- [What you are asked to do]
Return, word for word, only the lines from the one containing "Tag every instance of the wispy" through the last line of the entries.

- [Data extract]
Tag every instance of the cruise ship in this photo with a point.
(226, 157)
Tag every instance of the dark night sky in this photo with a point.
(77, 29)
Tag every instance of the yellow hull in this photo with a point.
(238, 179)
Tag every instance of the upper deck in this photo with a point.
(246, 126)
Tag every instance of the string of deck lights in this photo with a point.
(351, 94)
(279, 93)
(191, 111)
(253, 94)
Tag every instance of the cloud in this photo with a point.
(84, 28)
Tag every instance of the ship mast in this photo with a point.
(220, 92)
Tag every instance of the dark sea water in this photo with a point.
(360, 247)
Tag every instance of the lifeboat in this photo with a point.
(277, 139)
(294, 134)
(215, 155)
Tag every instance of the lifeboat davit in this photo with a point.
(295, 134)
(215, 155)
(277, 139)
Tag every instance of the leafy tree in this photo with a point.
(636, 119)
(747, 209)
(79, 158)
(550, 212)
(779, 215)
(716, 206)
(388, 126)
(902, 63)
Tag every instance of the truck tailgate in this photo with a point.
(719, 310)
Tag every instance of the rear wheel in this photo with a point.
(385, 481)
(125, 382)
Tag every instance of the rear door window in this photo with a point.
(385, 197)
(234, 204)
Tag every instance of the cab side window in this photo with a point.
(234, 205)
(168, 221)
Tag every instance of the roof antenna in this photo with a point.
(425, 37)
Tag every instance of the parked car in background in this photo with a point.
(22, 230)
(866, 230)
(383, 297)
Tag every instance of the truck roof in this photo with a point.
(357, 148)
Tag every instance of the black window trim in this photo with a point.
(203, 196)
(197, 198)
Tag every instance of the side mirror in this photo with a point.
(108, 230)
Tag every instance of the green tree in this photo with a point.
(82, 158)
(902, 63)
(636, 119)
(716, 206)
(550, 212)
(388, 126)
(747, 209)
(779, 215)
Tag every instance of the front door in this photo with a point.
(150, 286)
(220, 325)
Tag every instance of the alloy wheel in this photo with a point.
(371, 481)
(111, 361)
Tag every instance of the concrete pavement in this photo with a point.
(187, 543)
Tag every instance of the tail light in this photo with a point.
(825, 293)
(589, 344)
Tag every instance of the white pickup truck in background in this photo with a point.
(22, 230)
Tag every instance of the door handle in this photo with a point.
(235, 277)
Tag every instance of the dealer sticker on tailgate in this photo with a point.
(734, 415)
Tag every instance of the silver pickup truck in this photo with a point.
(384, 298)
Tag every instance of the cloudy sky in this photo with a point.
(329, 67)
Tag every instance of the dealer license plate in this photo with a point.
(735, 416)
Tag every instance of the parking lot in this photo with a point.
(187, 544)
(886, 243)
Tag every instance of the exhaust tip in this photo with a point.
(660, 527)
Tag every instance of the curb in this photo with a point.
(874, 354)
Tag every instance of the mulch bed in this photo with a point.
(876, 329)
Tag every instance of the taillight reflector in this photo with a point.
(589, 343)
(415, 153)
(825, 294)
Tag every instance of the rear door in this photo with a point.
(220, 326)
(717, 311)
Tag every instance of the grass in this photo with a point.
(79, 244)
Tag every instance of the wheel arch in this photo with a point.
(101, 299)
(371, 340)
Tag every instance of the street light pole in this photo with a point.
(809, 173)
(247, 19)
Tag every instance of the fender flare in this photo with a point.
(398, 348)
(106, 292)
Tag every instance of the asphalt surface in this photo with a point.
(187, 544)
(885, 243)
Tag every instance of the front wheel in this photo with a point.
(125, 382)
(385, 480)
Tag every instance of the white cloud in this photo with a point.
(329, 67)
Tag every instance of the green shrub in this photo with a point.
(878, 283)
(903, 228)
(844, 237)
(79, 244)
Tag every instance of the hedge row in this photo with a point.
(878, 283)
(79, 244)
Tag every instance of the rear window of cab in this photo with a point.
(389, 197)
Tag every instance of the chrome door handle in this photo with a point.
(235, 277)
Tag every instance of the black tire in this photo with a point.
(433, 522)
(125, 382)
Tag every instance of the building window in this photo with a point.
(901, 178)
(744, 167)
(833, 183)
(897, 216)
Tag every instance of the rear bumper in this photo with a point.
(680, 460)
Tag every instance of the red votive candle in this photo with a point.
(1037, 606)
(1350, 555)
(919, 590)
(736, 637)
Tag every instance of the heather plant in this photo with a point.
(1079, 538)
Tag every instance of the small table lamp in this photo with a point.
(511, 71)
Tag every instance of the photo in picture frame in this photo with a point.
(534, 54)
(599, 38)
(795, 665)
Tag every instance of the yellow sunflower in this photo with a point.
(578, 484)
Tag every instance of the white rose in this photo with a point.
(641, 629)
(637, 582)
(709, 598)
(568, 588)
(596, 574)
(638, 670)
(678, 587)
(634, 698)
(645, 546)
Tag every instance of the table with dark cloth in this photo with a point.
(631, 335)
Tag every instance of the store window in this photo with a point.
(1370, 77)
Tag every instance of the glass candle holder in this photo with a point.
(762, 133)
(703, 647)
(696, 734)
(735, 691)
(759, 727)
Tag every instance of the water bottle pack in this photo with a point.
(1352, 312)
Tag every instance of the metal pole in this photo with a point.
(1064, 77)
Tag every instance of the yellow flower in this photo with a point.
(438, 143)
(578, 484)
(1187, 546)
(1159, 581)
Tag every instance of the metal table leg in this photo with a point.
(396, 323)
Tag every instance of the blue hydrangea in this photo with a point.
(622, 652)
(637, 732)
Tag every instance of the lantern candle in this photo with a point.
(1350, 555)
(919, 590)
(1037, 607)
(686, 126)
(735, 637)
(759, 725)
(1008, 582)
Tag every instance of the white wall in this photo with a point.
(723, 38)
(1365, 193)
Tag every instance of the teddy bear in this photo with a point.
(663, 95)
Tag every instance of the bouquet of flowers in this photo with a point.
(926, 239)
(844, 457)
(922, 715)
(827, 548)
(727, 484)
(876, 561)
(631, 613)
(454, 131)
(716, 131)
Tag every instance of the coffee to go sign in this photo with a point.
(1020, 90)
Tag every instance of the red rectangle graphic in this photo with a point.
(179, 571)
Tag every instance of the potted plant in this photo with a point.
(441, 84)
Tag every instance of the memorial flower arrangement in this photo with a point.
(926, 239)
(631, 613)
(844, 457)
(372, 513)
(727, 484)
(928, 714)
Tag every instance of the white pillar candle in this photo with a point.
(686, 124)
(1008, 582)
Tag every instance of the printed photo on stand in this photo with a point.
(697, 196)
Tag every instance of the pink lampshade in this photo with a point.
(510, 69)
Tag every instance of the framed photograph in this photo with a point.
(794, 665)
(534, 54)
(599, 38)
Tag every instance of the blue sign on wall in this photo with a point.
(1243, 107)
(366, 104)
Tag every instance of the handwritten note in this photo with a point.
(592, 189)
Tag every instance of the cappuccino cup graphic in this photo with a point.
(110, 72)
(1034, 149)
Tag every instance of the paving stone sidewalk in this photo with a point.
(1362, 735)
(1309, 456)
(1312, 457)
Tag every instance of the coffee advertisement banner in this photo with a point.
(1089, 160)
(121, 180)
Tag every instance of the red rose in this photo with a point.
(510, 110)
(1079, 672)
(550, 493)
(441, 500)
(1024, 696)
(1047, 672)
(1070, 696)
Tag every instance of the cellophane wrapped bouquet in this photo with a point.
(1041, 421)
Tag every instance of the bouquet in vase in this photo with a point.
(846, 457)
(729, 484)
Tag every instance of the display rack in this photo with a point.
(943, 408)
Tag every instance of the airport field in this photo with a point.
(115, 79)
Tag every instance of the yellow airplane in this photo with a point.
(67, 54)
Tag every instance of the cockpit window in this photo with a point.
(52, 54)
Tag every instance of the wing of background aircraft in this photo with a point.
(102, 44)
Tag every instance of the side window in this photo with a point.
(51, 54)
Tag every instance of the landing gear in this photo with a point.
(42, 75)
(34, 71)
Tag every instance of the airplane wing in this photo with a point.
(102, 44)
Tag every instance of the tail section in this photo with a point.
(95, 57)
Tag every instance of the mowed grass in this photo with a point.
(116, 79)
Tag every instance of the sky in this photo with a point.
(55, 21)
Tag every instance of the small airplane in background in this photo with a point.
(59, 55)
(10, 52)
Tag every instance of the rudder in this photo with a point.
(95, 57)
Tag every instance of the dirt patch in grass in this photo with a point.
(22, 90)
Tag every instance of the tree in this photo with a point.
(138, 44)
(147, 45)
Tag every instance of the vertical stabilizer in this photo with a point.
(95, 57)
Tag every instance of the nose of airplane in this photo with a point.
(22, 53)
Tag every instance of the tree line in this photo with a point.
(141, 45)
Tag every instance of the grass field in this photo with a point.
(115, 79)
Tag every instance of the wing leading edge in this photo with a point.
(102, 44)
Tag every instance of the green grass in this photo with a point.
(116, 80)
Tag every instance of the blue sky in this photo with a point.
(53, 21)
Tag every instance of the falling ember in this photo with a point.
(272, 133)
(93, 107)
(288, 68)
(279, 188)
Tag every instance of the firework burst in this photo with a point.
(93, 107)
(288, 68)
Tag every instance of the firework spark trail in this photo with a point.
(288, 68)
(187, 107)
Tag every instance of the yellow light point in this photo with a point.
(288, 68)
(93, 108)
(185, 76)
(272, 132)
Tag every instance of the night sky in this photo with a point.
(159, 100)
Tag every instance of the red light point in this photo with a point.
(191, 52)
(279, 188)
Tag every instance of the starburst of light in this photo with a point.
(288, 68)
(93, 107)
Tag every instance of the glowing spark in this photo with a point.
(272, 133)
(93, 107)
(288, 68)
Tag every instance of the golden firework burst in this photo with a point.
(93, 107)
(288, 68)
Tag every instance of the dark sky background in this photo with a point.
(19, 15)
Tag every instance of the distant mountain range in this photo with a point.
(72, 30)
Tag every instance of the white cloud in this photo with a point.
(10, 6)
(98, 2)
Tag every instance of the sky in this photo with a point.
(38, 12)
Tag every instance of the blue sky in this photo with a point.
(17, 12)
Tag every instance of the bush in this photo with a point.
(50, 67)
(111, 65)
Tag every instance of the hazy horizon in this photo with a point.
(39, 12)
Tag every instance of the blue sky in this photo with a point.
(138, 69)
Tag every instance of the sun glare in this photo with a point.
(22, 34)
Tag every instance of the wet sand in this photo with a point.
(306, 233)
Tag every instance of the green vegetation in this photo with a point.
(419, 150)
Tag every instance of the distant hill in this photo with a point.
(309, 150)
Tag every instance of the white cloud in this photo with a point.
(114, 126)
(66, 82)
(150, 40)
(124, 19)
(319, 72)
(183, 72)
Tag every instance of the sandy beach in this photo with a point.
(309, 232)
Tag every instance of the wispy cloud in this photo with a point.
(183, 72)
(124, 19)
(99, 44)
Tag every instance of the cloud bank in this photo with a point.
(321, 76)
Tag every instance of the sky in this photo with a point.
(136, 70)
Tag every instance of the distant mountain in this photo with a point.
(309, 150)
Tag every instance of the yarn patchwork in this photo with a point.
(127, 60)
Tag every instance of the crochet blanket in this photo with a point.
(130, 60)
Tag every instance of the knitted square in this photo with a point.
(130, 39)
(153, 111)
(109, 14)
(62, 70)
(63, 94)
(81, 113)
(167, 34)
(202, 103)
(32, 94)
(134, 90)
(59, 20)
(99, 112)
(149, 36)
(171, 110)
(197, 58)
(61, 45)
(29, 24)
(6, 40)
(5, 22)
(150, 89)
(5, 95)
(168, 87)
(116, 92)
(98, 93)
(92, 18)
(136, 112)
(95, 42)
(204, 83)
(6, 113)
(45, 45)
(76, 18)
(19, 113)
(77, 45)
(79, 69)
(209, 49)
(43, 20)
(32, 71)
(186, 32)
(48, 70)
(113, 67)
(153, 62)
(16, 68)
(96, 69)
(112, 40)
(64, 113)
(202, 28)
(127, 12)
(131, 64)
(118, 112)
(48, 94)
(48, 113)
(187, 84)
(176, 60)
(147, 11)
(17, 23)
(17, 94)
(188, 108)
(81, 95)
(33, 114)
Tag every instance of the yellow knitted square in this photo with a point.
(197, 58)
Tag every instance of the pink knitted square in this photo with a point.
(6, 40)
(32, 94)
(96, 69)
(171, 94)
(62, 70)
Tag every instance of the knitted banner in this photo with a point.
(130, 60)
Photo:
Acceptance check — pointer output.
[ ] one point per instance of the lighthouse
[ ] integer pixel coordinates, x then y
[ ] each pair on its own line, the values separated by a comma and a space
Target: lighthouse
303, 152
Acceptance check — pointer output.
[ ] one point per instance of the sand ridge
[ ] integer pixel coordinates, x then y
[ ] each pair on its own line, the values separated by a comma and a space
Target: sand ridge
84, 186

- [Written solution]
Tag every instance of the wispy cloud in this photo with a point.
(183, 72)
(124, 19)
(99, 44)
Tag every instance of the cloud bank in this photo with a point.
(321, 76)
Tag every instance of the sky in this photo with a point.
(136, 70)
Tag every instance of the distant mountain in this photo with a point.
(309, 150)
Tag every instance of the yarn patchwork in this photo with a point.
(127, 60)
Tag every instance of the crochet blanket in this photo with a point.
(130, 60)
Tag every instance of the knitted square in this photo with a point.
(130, 39)
(153, 111)
(109, 14)
(62, 70)
(63, 94)
(81, 113)
(167, 34)
(202, 103)
(32, 94)
(134, 90)
(59, 20)
(99, 112)
(149, 36)
(171, 110)
(197, 58)
(61, 45)
(29, 24)
(6, 40)
(5, 22)
(150, 89)
(5, 95)
(168, 87)
(116, 92)
(98, 93)
(92, 18)
(136, 112)
(95, 42)
(204, 83)
(6, 113)
(45, 45)
(76, 18)
(19, 113)
(77, 45)
(79, 69)
(209, 49)
(43, 20)
(32, 71)
(186, 32)
(48, 70)
(113, 67)
(153, 62)
(16, 68)
(96, 69)
(112, 40)
(64, 113)
(202, 28)
(127, 12)
(131, 64)
(118, 112)
(48, 94)
(48, 113)
(187, 84)
(176, 60)
(147, 11)
(17, 23)
(17, 94)
(188, 108)
(81, 95)
(33, 114)
Tag every instance of the yellow knitted square in this photo with a point.
(197, 58)
Tag every instance of the pink knitted square in this photo with a point.
(6, 40)
(32, 94)
(96, 69)
(171, 94)
(62, 70)
Tag every instance of the knitted banner in this photo with a point.
(130, 60)
Photo:
Acceptance check — pointer output.
[ ] one point per instance of the lighthouse
[ ] integer pixel coordinates, x then y
[ ] each pair on its own line, the values separated by a comma and a space
Target: lighthouse
303, 152
Acceptance check — pointer output.
[ ] one point per instance of the sand ridge
[ ] integer pixel coordinates, x then y
[ ] each pair on its own line, the values separated by a comma and a space
Target: sand ridge
84, 186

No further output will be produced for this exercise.